# [What to do]
Reproduce every line of the records below, requests included, and increase each bounding box coordinate in the answers by 78.

# [Dataset excerpts]
····················
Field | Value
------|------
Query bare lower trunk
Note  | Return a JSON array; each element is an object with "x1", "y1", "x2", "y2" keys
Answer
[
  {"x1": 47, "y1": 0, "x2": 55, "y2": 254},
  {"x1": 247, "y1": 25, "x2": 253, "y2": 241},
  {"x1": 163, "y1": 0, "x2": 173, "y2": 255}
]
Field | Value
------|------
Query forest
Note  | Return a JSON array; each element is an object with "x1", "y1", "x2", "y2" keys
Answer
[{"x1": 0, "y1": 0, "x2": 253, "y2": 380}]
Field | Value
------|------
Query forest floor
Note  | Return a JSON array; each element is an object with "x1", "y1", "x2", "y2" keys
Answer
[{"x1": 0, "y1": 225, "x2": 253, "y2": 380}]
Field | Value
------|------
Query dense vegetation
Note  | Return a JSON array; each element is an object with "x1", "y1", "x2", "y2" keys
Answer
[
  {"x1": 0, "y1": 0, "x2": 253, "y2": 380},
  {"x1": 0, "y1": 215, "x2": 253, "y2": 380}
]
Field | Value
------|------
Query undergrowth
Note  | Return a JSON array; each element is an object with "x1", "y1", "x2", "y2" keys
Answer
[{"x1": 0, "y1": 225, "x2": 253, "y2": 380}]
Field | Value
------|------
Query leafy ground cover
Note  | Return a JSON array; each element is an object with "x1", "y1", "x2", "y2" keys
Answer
····················
# [Full response]
Field | Value
------|------
Query bare lower trunk
Note  | Return a JSON array; each element is an object with "x1", "y1", "x2", "y2" keys
Answer
[
  {"x1": 125, "y1": 78, "x2": 133, "y2": 332},
  {"x1": 325, "y1": 103, "x2": 331, "y2": 319},
  {"x1": 241, "y1": 78, "x2": 251, "y2": 333}
]
Field | Value
------|------
Query forest
Note  | Return a JSON array; each element is an object with "x1", "y1", "x2", "y2" keys
Answer
[{"x1": 78, "y1": 78, "x2": 331, "y2": 458}]
Field | Value
------|------
Query forest floor
Note  | Return a JSON array; each element is an object with "x1", "y1", "x2", "y2" keys
Answer
[{"x1": 78, "y1": 303, "x2": 331, "y2": 458}]
Field | Value
------|------
Query dense vegetation
Note  | Return a JSON array; each element is an object with "x1", "y1", "x2", "y2" keys
Answer
[
  {"x1": 78, "y1": 78, "x2": 331, "y2": 458},
  {"x1": 78, "y1": 293, "x2": 331, "y2": 458}
]
Field | Value
------|------
Query undergrowth
Note  | Return a JSON array; each element is an object with "x1", "y1", "x2", "y2" keys
Answer
[{"x1": 78, "y1": 303, "x2": 331, "y2": 458}]
Field | Value
------|------
Query leafy ground cover
Note  | Return a JSON array; each element is an object with "x1", "y1", "x2", "y2" keys
Answer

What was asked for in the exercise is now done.